**What you should do**
Look through the entries below and extract exactly the lines from the one containing "Where can you see the arched" through the one containing "Where can you see the wooden", ends included.

**Region pointing data**
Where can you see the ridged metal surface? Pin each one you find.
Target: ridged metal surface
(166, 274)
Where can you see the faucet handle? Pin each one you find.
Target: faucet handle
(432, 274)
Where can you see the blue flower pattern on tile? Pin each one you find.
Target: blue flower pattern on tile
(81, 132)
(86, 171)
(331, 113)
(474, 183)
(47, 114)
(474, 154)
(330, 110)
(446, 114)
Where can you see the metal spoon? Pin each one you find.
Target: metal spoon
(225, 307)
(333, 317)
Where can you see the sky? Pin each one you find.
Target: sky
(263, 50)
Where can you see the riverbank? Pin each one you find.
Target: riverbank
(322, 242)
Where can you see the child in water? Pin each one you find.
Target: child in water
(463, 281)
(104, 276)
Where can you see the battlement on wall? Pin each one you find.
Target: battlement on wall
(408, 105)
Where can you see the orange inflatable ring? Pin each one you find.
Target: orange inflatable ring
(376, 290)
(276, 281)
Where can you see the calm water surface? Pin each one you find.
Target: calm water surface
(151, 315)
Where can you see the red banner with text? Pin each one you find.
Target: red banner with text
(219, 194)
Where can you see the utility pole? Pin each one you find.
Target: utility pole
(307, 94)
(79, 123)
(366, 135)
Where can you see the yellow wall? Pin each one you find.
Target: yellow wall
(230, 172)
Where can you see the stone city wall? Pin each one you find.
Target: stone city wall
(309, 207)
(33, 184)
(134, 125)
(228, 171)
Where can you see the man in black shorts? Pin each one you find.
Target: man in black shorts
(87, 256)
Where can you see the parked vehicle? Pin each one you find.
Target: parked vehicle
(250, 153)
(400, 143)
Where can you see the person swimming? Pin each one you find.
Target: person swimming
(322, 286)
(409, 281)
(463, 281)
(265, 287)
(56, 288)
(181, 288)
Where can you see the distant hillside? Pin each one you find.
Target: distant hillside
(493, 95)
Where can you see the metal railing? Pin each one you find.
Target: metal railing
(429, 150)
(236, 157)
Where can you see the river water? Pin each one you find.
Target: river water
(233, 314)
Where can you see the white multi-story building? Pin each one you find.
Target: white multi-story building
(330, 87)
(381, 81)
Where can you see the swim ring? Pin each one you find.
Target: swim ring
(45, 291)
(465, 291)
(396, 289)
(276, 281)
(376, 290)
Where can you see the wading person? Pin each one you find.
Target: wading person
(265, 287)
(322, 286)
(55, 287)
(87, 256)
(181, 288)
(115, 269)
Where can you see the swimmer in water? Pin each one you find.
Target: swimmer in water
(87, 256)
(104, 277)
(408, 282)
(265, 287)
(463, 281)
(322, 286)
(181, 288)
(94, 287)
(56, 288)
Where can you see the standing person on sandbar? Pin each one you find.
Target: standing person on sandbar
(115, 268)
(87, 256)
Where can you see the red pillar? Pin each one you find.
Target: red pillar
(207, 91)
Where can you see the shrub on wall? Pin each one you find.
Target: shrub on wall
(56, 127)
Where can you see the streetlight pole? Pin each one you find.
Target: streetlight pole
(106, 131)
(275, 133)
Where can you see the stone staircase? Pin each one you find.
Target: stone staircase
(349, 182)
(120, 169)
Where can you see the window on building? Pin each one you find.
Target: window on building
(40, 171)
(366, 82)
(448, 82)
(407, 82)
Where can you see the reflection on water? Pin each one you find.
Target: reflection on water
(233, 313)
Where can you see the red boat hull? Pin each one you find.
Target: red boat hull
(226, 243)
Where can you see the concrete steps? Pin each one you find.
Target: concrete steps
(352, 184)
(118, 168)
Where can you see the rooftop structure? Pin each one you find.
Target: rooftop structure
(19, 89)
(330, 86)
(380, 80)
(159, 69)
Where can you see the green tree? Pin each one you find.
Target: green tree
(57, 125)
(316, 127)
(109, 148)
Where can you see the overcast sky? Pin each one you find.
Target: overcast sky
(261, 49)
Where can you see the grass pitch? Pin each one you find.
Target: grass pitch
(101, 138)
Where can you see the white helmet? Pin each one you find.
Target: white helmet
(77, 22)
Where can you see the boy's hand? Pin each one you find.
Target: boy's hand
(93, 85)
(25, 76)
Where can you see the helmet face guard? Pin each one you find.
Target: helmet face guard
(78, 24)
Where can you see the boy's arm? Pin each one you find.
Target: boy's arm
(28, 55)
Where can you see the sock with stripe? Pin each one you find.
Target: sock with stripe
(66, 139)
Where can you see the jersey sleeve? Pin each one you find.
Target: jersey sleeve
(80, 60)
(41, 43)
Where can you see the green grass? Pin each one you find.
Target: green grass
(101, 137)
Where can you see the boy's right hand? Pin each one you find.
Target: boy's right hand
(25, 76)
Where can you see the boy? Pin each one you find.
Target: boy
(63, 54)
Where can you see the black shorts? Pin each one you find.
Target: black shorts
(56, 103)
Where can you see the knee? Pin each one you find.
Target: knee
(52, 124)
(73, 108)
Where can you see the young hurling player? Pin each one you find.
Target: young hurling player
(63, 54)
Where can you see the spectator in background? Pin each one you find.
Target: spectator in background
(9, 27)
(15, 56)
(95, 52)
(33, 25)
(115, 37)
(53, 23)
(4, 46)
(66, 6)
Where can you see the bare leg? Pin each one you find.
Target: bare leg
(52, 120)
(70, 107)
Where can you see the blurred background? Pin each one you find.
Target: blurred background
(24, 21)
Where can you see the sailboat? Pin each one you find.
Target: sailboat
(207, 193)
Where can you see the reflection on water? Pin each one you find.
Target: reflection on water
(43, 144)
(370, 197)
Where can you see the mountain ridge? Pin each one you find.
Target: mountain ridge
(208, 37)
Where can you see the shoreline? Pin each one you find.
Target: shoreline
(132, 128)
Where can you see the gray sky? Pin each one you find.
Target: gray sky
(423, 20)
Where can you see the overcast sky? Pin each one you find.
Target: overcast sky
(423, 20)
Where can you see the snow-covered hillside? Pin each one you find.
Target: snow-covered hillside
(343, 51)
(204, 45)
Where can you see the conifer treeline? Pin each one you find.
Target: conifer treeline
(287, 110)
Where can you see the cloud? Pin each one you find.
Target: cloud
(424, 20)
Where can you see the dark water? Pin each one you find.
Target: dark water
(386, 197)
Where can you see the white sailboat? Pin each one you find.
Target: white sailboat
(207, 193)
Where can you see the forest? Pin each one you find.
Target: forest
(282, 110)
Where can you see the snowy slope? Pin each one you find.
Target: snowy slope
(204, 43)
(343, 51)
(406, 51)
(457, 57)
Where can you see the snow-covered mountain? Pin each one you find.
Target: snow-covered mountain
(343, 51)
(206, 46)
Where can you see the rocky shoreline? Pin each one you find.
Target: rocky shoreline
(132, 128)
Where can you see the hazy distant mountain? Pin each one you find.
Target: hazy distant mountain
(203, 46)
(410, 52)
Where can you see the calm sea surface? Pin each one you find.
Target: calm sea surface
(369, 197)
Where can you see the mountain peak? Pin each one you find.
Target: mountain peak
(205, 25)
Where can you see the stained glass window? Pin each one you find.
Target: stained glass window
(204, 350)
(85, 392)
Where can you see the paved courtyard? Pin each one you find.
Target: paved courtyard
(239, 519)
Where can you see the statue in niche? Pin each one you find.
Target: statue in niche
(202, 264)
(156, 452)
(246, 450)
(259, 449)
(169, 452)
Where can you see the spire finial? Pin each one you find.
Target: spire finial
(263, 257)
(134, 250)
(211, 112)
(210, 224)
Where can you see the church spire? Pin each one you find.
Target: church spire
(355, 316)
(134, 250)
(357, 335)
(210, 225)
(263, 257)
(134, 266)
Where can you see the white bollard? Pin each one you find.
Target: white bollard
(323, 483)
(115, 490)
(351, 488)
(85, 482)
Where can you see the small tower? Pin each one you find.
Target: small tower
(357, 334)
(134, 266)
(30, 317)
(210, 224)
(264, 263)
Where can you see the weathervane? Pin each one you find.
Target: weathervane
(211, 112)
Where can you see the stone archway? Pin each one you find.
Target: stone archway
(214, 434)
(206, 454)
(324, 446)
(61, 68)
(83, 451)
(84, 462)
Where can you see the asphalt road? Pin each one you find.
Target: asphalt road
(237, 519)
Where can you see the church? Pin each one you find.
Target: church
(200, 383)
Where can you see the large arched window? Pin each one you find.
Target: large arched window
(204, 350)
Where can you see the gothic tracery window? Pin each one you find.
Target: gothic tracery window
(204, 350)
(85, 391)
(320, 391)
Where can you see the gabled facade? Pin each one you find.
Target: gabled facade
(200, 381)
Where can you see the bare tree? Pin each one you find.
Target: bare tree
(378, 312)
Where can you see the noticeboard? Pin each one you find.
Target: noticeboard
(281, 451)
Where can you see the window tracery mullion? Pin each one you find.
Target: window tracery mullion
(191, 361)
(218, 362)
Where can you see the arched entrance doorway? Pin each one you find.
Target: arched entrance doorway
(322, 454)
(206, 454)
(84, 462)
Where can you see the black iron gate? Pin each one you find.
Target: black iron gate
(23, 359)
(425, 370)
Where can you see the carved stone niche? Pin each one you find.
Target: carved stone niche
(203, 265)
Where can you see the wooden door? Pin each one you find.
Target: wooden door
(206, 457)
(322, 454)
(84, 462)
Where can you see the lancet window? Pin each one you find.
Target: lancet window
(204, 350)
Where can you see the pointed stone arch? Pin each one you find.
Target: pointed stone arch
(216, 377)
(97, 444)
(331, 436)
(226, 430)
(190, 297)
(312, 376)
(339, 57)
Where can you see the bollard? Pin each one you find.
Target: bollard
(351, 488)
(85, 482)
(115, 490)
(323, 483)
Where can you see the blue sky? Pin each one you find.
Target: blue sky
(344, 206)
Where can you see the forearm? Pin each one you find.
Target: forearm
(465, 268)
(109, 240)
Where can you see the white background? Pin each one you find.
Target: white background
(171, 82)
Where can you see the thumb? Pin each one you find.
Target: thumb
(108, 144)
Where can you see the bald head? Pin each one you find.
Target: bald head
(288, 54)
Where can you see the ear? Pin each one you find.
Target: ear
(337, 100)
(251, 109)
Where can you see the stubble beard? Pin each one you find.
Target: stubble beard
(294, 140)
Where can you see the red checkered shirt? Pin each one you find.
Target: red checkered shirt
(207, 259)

**Exercise result**
Where can you see the arched entrance doorway? Pin each one you find.
Target: arched entrance doorway
(322, 454)
(206, 454)
(84, 462)
Where can you see the black iron gate? Pin each one you find.
Target: black iron gate
(23, 359)
(425, 370)
Where can you see the carved stone niche? Pin each one you find.
Target: carved stone niche
(203, 265)
Where can you see the wooden door? Pin each one you find.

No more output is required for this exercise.